• [Record set]
══════════

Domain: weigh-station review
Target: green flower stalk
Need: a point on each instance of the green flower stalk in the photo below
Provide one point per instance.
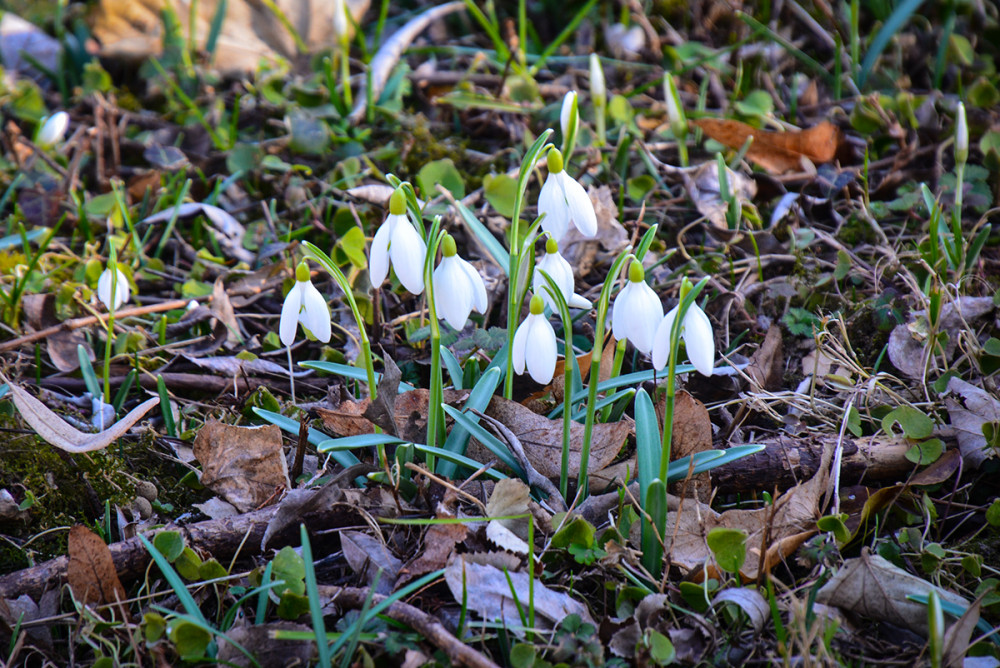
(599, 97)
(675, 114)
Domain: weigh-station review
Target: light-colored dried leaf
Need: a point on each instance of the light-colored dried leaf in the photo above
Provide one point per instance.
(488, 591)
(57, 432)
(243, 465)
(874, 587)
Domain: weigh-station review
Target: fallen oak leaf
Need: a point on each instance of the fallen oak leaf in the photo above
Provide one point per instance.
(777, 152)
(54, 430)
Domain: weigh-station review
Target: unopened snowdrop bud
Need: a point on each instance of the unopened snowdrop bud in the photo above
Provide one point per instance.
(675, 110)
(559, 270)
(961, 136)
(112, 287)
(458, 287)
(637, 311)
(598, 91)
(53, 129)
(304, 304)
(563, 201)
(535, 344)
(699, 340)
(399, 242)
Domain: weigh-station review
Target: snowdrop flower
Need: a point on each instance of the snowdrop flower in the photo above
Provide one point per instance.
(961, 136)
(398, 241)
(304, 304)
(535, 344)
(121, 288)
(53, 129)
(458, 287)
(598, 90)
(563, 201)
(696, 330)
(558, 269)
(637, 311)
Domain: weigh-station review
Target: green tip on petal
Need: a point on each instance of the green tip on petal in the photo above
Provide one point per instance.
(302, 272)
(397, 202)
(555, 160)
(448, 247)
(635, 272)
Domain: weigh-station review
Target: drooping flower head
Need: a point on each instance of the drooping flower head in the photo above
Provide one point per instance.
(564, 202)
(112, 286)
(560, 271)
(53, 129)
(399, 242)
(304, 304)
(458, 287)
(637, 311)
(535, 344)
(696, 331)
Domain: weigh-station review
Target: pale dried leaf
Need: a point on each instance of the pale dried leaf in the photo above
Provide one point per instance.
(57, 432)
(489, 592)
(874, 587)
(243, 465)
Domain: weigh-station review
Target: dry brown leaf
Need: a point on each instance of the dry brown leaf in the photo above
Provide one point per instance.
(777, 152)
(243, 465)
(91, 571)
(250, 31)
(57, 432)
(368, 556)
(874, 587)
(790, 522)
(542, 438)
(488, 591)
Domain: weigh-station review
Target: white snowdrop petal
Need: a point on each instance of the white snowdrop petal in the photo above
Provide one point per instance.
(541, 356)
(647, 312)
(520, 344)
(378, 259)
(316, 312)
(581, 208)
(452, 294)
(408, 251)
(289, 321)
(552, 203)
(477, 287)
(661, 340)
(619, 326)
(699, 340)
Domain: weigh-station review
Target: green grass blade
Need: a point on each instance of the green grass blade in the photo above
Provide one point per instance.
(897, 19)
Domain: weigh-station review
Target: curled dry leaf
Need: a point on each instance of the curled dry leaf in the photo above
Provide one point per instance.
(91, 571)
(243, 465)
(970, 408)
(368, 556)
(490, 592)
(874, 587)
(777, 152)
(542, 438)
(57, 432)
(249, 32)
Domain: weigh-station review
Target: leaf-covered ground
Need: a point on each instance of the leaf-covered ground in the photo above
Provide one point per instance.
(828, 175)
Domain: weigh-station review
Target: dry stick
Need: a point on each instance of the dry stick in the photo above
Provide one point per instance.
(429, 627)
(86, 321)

══════════

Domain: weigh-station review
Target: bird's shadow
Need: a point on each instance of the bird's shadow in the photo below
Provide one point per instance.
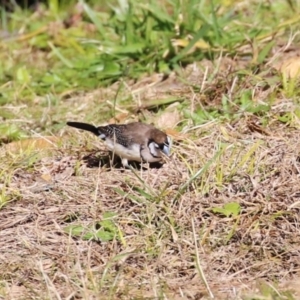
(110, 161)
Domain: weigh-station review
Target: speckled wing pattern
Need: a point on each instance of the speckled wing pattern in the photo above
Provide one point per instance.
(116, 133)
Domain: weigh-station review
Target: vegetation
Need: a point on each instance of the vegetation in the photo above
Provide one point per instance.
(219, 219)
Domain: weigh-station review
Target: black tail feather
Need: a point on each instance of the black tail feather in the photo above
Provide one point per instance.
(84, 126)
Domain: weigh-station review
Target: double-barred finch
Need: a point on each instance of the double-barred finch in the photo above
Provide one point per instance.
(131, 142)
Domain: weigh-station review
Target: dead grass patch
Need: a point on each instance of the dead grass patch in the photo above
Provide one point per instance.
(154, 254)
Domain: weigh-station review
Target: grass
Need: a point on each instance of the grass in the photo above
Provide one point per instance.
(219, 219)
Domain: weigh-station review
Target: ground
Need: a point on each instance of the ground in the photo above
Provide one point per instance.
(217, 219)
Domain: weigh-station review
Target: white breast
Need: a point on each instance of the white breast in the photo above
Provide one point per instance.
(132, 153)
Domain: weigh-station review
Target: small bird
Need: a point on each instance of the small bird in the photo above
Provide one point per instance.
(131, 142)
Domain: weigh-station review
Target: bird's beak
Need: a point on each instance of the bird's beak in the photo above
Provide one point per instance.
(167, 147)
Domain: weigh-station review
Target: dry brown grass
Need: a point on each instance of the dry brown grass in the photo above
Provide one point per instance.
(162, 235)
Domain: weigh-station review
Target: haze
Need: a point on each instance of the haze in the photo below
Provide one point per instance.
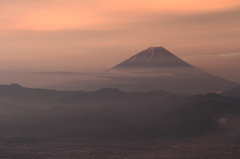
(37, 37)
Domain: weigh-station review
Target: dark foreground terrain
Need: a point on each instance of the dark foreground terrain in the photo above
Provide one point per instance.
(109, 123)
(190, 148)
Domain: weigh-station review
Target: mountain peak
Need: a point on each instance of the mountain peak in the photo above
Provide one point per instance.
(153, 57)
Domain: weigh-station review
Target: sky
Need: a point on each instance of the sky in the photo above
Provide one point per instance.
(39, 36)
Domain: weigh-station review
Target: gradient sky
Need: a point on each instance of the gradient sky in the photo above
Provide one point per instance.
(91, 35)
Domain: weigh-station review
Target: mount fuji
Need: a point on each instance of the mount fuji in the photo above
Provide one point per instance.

══════════

• [Problem]
Which lines of the data contain the string "stalk"? Copy each one, treating uppercase and lowercase as different.

• [Solution]
Target: green flower stalk
Need: a point on each instance of the green flower stalk in the photo below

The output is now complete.